**Passage to read:**

^^^^

The easiest way to more easily read in data is to only keep a few columns!

In [12]:
columns = ['Unique Key', 'Created Date', 'Closed Date', 'Agency', 'Agency Name',
       'Complaint Type', 'Descriptor', 'Incident Zip',
       'Incident Address', 'Address Type',
       'Community Board', 'Borough',
       'Latitude', 'Longitude']
df = pd.read_csv("311_ServiceRequests_2010toPresent.csv", nrows=100000, usecols=columns)

In [13]:
df = pd.read_csv("311_ServiceRequests_2010toPresent.csv", nrows=100000, usecols=columns)
df.memory_usage().sum()

  interactivity=interactivity, compiler=compiler, result=result)


11200080

In [14]:
df.memory_usage().sum() / original_size * 100

34.14650208170224

# Only read in some columns and specify the data type

If you can combine the two techniques - reading in a subset of columns *and* specifying the data type - you can read in a lot more data without taking up nearly as much RAM.

^^^^

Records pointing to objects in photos
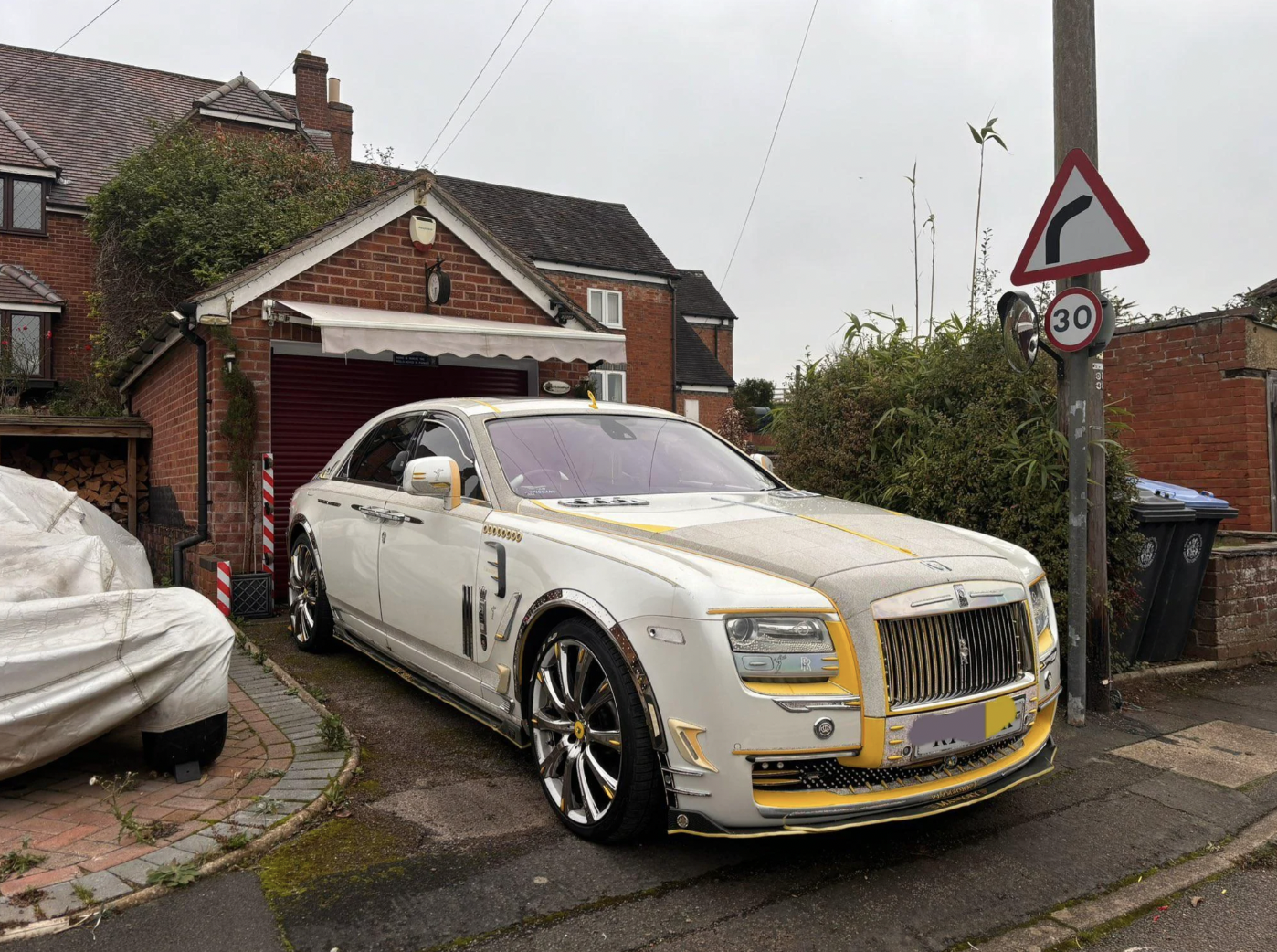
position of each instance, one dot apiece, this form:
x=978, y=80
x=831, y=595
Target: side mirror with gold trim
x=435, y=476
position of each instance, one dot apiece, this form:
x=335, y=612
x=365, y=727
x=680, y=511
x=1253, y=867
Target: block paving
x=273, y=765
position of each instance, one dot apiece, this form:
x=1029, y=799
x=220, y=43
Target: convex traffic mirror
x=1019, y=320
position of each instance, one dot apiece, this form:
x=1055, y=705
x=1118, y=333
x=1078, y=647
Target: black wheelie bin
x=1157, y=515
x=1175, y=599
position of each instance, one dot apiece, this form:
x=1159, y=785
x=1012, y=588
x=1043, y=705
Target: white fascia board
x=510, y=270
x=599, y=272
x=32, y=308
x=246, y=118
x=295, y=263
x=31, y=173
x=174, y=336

^^^^

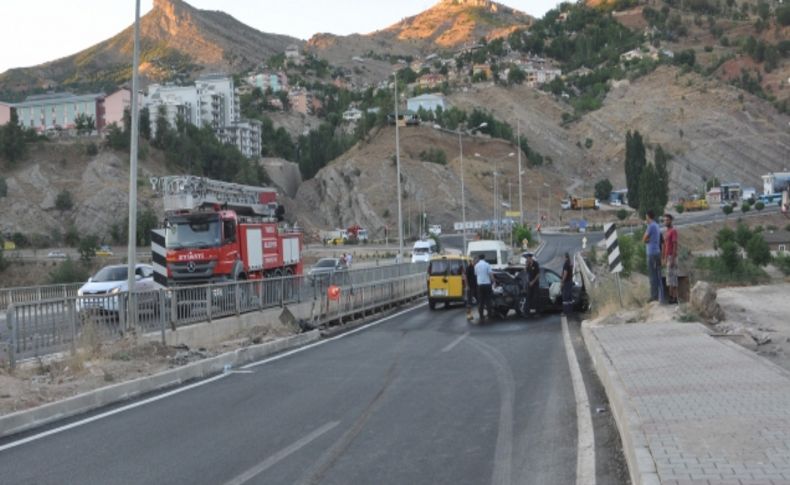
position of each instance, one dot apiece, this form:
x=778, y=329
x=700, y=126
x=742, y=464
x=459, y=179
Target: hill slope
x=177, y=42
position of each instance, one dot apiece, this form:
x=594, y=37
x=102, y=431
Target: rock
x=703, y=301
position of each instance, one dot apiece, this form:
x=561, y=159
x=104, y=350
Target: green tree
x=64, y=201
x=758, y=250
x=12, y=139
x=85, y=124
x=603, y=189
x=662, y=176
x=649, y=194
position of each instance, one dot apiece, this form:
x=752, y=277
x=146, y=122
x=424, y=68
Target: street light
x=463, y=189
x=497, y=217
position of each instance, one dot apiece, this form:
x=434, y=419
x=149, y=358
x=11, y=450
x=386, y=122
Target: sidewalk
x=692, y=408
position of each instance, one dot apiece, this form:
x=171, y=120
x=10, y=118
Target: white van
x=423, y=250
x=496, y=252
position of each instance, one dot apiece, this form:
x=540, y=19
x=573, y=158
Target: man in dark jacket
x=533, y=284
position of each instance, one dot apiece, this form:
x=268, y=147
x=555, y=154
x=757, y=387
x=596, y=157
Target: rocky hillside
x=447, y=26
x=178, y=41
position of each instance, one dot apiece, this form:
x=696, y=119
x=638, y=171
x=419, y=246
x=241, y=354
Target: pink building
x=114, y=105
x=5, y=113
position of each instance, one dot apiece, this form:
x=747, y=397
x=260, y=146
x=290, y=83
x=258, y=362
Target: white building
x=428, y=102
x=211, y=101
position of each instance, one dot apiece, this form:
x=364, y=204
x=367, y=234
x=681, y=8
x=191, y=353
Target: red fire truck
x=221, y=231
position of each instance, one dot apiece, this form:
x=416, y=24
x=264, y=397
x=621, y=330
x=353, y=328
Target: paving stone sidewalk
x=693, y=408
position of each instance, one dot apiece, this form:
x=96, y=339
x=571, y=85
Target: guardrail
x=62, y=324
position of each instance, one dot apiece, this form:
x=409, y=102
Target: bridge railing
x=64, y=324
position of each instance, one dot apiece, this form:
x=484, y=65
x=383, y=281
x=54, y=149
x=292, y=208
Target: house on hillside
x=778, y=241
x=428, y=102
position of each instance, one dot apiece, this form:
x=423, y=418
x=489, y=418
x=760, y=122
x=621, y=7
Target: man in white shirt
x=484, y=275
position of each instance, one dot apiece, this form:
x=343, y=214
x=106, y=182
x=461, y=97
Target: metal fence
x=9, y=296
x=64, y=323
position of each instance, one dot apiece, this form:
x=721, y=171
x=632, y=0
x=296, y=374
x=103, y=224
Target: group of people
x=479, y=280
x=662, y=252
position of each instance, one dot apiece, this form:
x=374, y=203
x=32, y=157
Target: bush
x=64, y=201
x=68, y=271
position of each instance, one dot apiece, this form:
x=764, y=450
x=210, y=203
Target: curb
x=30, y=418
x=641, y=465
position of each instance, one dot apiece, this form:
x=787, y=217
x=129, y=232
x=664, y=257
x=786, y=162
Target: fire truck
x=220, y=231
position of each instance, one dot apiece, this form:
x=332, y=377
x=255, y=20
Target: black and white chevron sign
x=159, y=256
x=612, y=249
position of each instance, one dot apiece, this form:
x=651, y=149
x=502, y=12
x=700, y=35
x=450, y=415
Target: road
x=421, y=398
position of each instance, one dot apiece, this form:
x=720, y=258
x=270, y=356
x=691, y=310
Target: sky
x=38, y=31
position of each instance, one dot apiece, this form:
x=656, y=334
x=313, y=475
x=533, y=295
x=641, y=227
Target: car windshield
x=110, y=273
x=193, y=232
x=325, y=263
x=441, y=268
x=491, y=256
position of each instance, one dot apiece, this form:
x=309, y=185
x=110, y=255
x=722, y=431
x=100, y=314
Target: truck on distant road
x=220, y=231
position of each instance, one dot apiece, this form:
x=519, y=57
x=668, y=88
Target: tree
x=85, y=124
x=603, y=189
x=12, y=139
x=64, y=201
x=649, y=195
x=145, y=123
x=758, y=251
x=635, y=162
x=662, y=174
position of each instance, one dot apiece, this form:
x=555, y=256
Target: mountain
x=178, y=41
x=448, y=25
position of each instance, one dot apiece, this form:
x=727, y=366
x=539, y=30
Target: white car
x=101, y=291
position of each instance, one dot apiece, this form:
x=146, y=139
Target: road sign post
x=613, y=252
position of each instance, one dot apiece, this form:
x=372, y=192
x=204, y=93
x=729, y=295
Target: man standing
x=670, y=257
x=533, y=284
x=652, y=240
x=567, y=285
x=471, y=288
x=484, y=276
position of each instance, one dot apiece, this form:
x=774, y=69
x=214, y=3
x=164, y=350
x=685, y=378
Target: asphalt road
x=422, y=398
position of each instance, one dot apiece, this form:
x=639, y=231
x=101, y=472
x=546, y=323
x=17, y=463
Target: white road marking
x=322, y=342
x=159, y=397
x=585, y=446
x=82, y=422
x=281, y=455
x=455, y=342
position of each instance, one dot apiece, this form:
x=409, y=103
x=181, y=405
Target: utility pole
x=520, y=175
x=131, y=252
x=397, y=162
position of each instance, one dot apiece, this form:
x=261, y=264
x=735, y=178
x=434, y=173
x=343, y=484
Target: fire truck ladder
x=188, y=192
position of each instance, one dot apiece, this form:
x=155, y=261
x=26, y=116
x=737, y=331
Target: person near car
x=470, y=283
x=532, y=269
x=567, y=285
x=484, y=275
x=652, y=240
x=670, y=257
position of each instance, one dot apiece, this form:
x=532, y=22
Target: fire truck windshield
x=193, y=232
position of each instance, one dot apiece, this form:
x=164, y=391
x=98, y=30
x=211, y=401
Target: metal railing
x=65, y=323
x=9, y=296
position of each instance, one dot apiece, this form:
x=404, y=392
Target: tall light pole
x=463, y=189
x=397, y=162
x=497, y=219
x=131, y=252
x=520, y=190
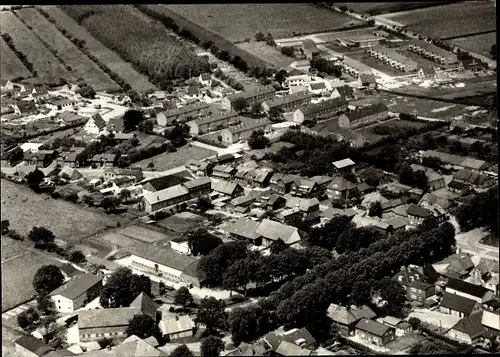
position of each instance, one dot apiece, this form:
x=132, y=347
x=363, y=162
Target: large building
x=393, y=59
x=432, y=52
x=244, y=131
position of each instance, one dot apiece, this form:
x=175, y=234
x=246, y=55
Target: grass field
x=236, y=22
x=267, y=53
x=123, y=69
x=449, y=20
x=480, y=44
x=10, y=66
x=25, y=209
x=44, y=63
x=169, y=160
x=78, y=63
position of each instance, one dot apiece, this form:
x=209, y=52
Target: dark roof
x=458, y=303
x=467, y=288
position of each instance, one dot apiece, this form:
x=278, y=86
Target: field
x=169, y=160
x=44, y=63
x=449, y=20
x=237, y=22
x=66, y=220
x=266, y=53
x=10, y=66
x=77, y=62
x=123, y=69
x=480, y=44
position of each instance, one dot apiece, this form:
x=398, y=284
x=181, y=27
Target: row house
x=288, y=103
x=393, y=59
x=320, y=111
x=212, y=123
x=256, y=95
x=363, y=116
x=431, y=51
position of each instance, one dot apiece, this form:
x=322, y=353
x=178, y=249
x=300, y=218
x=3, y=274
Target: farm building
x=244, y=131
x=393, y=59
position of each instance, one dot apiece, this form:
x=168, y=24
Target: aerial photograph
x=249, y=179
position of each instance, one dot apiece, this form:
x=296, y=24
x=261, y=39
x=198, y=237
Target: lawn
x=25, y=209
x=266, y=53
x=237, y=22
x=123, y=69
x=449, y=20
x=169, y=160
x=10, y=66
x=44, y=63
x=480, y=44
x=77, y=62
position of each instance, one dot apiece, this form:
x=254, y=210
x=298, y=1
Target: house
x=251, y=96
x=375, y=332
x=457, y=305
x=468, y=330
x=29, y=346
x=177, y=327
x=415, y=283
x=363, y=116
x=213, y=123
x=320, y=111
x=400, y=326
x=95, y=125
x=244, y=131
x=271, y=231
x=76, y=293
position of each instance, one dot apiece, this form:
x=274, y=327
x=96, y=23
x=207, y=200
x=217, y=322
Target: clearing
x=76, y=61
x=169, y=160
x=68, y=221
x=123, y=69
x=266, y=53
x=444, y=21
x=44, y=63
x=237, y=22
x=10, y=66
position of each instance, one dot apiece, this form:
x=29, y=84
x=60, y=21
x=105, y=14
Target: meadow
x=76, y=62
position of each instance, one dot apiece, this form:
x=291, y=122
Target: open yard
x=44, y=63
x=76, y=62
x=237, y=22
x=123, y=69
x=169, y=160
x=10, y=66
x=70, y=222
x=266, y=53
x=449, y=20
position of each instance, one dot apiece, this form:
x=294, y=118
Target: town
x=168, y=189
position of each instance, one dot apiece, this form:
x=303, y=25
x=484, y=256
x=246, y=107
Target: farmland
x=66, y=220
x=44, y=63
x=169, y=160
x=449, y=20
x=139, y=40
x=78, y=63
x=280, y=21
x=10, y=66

^^^^

**Problem set:**
A - Copy the passage on loading fewer columns in pandas from "34.14650208170224" to "as much RAM.".
B - Please write what comes next in the passage on loading fewer columns in pandas, starting after its last sentence.
This material is separate from the passage on loading fewer columns in pandas.

**Final results:**
A -
34.14650208170224

# Only read in some columns and specify the data type

If you can combine the two techniques - reading in a subset of columns *and* specifying the data type - you can read in a lot more data without taking up nearly as much RAM.

B -
In [31]:
dtypes = {
    'Unique Key': 'str',
    'Created Date': 'str',
    'Closed Date': 'str',
    'Agency': 'str',
    'Agency Name': 'str',
    'Complaint Type': 'str',
    'Descriptor': 'str',
    'Incident Zip': 'str',
    'Incident Address': 'str',
    'Address Type': 'str',
    'Community Board': 'str',
    'Borough': 'str',
    'Latitude': 'str',
    'Longitude': 'str'
}
columns = dtypes.keys()

In [32]:
df = pd.read_csv("311_ServiceRequests_2010toPresent.csv", nrows=100000, usecols=columns, dtype=dtypes)
df.memory_usage().sum()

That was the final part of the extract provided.